▶ _Task instructions_: List every line in the records below that contains the word "surface", copying each line in full.

——

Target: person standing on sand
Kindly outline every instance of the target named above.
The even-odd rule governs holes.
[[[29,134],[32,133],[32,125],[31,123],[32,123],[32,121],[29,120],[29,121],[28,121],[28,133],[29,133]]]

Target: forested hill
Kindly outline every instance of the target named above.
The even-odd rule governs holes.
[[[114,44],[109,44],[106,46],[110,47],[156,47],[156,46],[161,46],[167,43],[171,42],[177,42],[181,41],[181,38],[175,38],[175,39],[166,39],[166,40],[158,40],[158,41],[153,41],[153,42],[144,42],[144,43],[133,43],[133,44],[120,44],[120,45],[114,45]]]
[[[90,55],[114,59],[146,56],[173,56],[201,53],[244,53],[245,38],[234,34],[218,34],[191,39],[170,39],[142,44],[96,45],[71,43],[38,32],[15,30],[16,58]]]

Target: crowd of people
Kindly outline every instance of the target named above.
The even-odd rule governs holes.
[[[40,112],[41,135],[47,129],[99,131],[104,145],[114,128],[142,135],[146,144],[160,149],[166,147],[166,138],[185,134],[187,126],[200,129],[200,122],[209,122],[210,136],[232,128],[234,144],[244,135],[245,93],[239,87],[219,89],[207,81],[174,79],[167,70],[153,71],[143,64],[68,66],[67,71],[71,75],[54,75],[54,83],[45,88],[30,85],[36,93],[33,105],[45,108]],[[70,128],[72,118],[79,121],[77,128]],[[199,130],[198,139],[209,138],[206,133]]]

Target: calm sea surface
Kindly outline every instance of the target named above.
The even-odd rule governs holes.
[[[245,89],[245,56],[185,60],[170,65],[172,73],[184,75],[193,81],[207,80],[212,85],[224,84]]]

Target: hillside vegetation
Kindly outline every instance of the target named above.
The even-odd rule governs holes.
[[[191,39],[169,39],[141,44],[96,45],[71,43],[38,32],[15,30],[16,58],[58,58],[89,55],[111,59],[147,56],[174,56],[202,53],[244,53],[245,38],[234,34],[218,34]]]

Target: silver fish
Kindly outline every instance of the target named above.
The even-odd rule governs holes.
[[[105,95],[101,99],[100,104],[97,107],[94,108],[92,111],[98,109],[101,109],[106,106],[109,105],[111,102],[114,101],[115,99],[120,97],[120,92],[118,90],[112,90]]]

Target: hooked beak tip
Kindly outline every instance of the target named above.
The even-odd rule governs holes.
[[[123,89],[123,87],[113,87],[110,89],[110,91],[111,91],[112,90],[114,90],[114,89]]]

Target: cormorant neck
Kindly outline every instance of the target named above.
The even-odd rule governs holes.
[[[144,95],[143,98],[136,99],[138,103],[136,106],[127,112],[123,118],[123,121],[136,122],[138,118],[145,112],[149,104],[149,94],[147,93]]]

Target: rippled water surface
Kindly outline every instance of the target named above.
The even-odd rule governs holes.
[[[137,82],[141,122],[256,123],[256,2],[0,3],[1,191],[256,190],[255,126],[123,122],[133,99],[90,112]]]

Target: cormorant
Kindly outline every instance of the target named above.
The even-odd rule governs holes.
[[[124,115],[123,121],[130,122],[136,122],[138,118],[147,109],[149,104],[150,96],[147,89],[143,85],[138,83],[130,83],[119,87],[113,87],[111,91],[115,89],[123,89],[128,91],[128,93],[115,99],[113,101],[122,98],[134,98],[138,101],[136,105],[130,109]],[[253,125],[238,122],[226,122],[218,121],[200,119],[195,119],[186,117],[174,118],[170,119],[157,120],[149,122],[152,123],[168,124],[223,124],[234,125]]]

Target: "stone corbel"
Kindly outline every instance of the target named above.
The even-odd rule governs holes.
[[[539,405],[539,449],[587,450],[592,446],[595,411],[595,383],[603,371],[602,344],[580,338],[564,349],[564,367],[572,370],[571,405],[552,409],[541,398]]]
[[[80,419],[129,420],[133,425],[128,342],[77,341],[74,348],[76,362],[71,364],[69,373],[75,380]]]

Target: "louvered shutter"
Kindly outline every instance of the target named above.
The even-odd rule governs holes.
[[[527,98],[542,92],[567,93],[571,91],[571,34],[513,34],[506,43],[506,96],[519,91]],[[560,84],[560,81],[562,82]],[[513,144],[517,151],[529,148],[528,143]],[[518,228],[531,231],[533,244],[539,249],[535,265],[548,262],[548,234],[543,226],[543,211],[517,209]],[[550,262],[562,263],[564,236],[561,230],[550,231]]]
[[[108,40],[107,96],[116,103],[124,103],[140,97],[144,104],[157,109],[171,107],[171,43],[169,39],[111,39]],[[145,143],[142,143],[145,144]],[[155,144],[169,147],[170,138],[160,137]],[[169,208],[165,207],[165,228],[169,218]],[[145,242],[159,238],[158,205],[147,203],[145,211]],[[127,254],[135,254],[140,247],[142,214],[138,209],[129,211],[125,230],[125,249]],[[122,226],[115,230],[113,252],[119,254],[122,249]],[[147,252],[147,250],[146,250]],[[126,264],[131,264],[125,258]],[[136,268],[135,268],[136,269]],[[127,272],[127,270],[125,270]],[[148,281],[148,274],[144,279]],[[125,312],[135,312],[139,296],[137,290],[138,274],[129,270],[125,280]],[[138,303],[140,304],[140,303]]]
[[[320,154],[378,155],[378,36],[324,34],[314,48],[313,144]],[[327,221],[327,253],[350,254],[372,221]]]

——

▶ _Result_:
Target: calm sea surface
Target: rippled water surface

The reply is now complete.